Problem description: Return, word for word, the stretch of the material from the line containing "boxes for tactical" through the last line of the material.

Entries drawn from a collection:
——————————
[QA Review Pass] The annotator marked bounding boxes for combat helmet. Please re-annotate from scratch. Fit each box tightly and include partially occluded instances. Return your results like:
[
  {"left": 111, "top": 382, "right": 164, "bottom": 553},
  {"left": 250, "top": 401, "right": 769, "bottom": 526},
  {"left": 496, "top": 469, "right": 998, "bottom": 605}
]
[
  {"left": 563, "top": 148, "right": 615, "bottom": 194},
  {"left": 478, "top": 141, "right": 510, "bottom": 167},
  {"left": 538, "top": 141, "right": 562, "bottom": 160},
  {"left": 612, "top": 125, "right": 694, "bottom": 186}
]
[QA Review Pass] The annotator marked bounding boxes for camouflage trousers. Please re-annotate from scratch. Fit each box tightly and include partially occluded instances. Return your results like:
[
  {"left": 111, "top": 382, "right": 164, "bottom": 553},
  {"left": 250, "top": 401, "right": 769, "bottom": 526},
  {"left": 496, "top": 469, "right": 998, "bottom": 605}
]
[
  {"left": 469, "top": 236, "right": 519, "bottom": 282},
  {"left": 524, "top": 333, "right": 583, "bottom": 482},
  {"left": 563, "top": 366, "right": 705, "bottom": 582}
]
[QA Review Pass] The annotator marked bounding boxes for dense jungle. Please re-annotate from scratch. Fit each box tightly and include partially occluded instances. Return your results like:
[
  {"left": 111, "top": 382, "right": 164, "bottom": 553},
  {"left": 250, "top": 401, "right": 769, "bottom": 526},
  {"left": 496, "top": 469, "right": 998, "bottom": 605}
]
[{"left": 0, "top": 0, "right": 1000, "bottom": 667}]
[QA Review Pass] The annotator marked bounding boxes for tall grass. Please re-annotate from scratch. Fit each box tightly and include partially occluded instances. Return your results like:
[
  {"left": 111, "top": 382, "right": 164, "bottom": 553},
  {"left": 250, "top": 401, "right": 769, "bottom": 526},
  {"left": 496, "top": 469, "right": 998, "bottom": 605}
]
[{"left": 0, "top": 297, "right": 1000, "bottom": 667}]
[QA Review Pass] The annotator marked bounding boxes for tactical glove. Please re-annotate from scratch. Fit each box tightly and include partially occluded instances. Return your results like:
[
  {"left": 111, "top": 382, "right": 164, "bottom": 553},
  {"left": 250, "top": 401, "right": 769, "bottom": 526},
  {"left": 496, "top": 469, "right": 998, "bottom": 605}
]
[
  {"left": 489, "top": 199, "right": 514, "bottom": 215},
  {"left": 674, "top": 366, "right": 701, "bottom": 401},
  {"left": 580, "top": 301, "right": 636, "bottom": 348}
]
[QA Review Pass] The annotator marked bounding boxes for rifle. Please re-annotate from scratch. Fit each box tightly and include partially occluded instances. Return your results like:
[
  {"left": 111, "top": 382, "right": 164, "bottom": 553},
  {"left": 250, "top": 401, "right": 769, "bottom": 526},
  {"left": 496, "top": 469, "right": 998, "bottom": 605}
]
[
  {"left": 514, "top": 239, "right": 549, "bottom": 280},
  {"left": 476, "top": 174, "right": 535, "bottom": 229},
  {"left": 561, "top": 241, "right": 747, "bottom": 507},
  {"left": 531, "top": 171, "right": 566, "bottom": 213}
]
——————————
Final result:
[QA Review Pass] The annotator marked bounding boxes for tactical glove. Please re-annotate from scratch. Fit each box tightly and include partially occluded instances. Return your results like:
[
  {"left": 111, "top": 382, "right": 164, "bottom": 553},
  {"left": 250, "top": 401, "right": 769, "bottom": 526},
  {"left": 496, "top": 469, "right": 998, "bottom": 605}
]
[
  {"left": 489, "top": 199, "right": 514, "bottom": 215},
  {"left": 674, "top": 366, "right": 701, "bottom": 401},
  {"left": 580, "top": 301, "right": 636, "bottom": 348}
]
[QA Review Pass] The annotator marked bounding boxes for rifle. Please re-annotate from scratch. Fit each box tightly and include partially occluded instances. Return your results like:
[
  {"left": 111, "top": 382, "right": 164, "bottom": 553},
  {"left": 250, "top": 401, "right": 769, "bottom": 526},
  {"left": 496, "top": 469, "right": 998, "bottom": 605}
]
[
  {"left": 514, "top": 239, "right": 549, "bottom": 280},
  {"left": 476, "top": 174, "right": 535, "bottom": 229},
  {"left": 561, "top": 241, "right": 747, "bottom": 507},
  {"left": 531, "top": 171, "right": 566, "bottom": 213}
]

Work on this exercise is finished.